»»

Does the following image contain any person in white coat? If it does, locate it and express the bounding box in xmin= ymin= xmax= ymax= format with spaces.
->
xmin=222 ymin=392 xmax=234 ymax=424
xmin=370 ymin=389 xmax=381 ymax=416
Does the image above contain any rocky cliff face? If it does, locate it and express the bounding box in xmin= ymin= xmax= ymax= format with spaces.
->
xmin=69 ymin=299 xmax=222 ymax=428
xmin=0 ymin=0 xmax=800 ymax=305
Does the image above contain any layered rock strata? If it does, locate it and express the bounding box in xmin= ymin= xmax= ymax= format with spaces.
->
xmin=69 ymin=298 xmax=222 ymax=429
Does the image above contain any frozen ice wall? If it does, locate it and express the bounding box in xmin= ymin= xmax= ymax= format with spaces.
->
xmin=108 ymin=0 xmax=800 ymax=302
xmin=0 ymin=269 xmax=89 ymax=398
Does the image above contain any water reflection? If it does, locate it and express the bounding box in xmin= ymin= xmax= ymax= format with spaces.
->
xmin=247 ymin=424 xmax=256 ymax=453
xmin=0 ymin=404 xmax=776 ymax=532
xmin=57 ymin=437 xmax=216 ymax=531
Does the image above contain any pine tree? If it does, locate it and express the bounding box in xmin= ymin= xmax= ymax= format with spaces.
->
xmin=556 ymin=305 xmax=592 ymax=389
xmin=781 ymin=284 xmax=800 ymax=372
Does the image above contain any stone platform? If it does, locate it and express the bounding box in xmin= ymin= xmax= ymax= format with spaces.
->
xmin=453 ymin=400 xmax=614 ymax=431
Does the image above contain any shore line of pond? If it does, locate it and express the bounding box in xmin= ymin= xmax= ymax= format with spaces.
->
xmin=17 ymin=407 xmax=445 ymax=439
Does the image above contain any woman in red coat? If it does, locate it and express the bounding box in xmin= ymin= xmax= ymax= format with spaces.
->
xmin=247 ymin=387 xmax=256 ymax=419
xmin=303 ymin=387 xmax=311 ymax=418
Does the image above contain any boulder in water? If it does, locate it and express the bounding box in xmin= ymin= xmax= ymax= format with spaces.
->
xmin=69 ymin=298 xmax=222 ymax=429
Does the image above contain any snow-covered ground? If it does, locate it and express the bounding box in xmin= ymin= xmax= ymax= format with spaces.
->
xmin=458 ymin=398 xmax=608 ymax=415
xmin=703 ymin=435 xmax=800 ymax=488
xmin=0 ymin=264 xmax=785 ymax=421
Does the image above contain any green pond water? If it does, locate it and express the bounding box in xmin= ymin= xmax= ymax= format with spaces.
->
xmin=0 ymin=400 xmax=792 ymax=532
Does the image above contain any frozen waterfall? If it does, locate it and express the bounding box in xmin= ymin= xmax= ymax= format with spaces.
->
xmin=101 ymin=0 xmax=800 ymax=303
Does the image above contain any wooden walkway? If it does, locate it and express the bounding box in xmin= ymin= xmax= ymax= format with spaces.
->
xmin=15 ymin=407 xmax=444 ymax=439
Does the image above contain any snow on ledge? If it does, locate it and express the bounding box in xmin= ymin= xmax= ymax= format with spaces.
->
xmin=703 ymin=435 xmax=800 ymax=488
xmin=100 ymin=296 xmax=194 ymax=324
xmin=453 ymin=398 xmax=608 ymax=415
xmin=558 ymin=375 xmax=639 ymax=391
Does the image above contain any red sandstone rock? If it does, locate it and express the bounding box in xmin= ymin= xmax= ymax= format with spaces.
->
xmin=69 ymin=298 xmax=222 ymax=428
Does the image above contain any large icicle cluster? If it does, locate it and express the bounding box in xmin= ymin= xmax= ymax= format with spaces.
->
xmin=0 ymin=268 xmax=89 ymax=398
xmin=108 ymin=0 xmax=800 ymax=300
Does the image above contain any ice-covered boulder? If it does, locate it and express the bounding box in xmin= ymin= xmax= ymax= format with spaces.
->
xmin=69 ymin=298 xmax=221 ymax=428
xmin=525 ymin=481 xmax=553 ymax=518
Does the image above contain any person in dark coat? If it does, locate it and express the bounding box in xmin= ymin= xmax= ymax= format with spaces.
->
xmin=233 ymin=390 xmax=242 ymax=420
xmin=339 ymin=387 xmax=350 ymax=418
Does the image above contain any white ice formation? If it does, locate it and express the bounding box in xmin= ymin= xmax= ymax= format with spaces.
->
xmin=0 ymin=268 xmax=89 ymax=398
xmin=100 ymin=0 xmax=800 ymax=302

««

▸ **TWOJE ZADANIE**: Wypisz bez żadnych zmian wiersze wpisów: zacznij od wiersza zawierającego „Does the image above contain any person” i zakończ na ostatnim wierszu wpisów.

▸ **WYNIK**:
Does the image above contain any person in dark coat? If it does, locate it and express the bounding box in xmin= ymin= xmax= ymax= format with spaces.
->
xmin=233 ymin=390 xmax=242 ymax=420
xmin=339 ymin=387 xmax=350 ymax=418
Does the image above contain any white ice formation? If it does, locate it and express the bounding box in xmin= ymin= xmax= ymax= format with spaces.
->
xmin=0 ymin=268 xmax=89 ymax=398
xmin=100 ymin=0 xmax=800 ymax=302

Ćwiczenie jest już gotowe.